═════ PROVIDED RECORDS ═════

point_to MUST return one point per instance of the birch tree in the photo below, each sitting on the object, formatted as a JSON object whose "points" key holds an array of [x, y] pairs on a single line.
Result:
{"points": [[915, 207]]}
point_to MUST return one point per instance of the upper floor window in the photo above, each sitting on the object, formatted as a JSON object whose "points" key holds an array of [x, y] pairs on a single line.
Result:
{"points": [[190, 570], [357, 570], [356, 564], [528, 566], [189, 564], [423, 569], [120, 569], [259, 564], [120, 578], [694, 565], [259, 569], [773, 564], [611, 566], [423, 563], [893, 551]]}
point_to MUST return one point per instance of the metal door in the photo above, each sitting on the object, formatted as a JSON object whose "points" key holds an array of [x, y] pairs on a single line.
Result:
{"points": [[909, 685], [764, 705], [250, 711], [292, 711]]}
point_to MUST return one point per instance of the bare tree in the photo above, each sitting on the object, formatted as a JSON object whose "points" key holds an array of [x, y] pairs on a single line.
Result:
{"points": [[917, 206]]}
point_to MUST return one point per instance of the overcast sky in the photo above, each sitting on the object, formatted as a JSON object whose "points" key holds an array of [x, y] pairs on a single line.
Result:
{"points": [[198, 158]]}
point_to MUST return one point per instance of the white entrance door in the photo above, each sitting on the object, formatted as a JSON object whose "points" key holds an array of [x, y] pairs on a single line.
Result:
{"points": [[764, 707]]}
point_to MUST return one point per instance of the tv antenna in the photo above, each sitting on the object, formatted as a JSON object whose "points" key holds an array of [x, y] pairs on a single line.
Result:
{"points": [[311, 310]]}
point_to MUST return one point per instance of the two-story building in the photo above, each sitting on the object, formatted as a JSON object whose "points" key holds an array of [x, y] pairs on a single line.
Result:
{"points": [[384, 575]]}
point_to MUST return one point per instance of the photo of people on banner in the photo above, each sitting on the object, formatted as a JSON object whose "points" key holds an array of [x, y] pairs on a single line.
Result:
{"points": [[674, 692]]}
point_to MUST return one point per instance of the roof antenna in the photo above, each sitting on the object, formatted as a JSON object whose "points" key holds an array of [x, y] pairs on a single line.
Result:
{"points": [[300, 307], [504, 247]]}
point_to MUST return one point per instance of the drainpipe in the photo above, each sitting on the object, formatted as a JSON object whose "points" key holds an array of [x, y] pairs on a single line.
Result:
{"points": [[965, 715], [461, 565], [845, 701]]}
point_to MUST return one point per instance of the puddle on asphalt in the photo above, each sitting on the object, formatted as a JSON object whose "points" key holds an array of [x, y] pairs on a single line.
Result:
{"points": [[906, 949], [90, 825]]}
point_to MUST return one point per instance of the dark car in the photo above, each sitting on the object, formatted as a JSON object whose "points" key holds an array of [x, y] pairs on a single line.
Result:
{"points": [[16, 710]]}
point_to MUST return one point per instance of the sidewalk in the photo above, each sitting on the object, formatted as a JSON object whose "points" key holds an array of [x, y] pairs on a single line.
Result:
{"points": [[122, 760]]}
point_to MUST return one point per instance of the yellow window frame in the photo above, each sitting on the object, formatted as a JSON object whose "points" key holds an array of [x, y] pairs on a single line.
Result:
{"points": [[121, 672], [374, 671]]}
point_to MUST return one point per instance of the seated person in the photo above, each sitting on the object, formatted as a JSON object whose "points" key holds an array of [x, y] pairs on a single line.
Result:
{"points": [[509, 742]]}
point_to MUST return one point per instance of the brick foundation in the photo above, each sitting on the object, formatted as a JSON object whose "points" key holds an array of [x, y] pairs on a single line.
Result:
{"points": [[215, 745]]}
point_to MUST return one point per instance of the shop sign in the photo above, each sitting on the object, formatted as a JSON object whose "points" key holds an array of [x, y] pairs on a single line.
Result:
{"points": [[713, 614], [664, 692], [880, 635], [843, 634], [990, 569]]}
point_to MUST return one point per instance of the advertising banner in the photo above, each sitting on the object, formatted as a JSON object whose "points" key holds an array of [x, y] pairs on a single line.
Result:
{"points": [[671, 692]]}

═════

■ STATED GOAL: Reproduce all of the data above word for word, from its first line through its last.

■ OUTPUT OF THE EXERCISE:
point_to MUST return one point per instance of the birch tree in the photo below, each sitting on the object, formatted as a JSON object whose "points" key holds an array of [x, y] pairs on a single line.
Result:
{"points": [[915, 207]]}
point_to MUST return one point per instance of the upper floor window in the photo above, each sitting on the object, formatted as a JSON object whose "points" key holds an array of [x, y] pairs on a single line.
Result:
{"points": [[190, 570], [357, 570], [356, 564], [528, 566], [189, 564], [423, 569], [120, 569], [259, 564], [120, 578], [694, 565], [259, 569], [773, 564], [611, 566], [423, 563], [893, 551]]}
point_to MUST return one point per instance of the metal door in the photo above, each sitting on the object, formatted as a JSON object whose "points" key holds an array of [x, y] pairs on a single line.
Result:
{"points": [[909, 685], [764, 705], [250, 711], [292, 711]]}
point_to MUST return one point per instance of the bare tree in the photo above, each sitting on the object, formatted as a JSON object whose "points" key holds an array of [x, y] pairs on a single line.
Result:
{"points": [[917, 206]]}
point_to MUST return one point per instance of the overcast sky in the photo above, each sitting on the object, formatted as a JSON object whose "points" key holds an array of [x, y] pairs on a single line.
Result:
{"points": [[198, 158]]}
point_to MUST return one point per instance of the white entrance door in the photo above, each sitting on the object, formatted as a JSON object whose "points" key holds an array of [x, y] pairs on a single line.
Result:
{"points": [[764, 707]]}
point_to MUST return one point per instance of the tv antenna in the photo above, each sitting on the object, formatted as a JSON object whose "points" key holds an array of [x, y] pairs on a single line.
Result:
{"points": [[311, 310]]}
point_to MUST return one point per instance of the two-story building in the photo above, each sitting on the object, formatted as a JSON object whose "points" key holds an array of [x, y] pairs on a single line.
Result:
{"points": [[384, 575]]}
point_to MUST return one point per instance of the photo of people on banner in the photo above, each sitting on the object, formatted as a JSON object whose "points" key holds an array of [x, y] pairs on a single line.
Result:
{"points": [[674, 692]]}
point_to MUST return one point per instance of the roof antenna in the photo above, each sitting on the object, formatted as a JSON object whose "points" key holds an array of [x, y] pairs on a single line.
Result:
{"points": [[300, 307], [504, 247]]}
point_to MUST return one point per instance of the drainpipe in the photo above, each sitting on the object, formatted as a JSON object whose "points" key holds an array of [x, y] pairs on a single line.
Result:
{"points": [[965, 715], [461, 565], [845, 701]]}
point_to MUST return one point per instance of the puddle on asphalt in the photo above, each sitting on the object, formatted as a JSON object whose "points" key holds an array of [x, y] pairs on a single line.
Result:
{"points": [[906, 949], [90, 825]]}
point_to MUST return one point per instance of the dark car in the photo above, each sitting on the object, formatted as a JSON object whose "points" key holds an array of [x, y] pairs on a single line.
Result:
{"points": [[16, 710]]}
point_to MUST return one point per instance of the sidewalk in the photo above, each sitting on the object, formatted as a JSON object whose "points" key holds an array of [x, y] pairs on a single line.
Result:
{"points": [[122, 760]]}
point_to MUST return one point per instance of the yellow window frame in the photo above, each sitting on the object, formatted as a JSON object whose "points" key holds an array of [x, y] pairs on a single line.
Result:
{"points": [[121, 672], [374, 671]]}
point_to MUST return one point per instance of the seated person in the photo above, each sitting on the object, formatted as a JSON object whose "points" key holds an array of [x, y] pairs on a single line.
Result:
{"points": [[509, 742]]}
point_to MUST return one point per instance of the brick foundation in the photo above, each sitting on the object, formatted as a JSON object whose "points" key holds an array of [x, y] pairs on a single line.
Result:
{"points": [[215, 745]]}
point_to MUST return one point per instance of the shop sign in the photo above, each sitting on the object, formatted as a JSON object whose "points" key holds an array of [x, y] pairs on a single line.
Result:
{"points": [[713, 614], [664, 692], [880, 635], [843, 634], [990, 569]]}
point_to MUST return one point per instance of the advertising banner in the photo above, each sitting on the object, formatted as a JSON object whose "points" key holds an array of [x, y] pairs on a single line.
Result:
{"points": [[671, 692]]}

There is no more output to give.